■ What the task asks ■
Look for "white" in the material below and show each line that contains it.

BEGIN Data for this exercise

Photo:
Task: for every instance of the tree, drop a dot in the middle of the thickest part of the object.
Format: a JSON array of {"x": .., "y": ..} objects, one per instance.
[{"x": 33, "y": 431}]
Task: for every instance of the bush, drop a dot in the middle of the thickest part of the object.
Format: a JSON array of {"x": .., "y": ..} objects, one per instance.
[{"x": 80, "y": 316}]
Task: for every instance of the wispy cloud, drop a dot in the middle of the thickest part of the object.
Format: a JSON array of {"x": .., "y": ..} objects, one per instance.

END Data for this exercise
BEGIN Data for this exercise

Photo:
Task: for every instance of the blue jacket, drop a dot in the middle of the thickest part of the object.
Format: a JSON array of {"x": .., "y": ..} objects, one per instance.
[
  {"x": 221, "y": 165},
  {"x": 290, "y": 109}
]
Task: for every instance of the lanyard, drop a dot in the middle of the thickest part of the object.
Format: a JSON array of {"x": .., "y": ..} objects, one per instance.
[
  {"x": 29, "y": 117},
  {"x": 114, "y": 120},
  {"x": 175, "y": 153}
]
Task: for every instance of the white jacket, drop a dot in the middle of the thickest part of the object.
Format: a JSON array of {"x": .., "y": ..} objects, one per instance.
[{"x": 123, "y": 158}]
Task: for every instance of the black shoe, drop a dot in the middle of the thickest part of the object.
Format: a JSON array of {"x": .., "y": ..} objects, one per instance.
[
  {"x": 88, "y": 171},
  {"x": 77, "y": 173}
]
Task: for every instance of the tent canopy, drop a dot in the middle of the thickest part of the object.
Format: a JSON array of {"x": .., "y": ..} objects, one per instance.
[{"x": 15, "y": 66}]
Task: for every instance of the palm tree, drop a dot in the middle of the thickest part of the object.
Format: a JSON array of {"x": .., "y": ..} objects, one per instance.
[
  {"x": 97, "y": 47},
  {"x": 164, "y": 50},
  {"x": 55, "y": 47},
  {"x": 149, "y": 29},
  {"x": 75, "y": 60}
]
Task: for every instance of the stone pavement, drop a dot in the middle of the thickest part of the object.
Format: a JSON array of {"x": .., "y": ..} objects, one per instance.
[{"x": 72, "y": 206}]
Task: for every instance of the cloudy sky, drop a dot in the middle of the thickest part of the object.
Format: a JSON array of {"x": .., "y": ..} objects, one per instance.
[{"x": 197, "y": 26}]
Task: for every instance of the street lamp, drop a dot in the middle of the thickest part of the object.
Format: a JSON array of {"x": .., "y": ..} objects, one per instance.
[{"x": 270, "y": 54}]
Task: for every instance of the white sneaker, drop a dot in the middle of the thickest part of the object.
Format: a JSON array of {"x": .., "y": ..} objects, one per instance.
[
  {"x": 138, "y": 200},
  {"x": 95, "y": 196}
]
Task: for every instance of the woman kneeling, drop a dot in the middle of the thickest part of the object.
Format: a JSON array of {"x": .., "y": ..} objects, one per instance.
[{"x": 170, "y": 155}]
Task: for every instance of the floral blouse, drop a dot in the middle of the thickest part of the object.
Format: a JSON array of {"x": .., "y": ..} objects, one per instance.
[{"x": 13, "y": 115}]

END Data for this exercise

■ Completed exercise ■
Task: for every instance of the white jacket, drop a dot in the middle of the thickest part of the object.
Task: for every instance of the white sneaker, drop a dot in the middle of the thickest part of the object.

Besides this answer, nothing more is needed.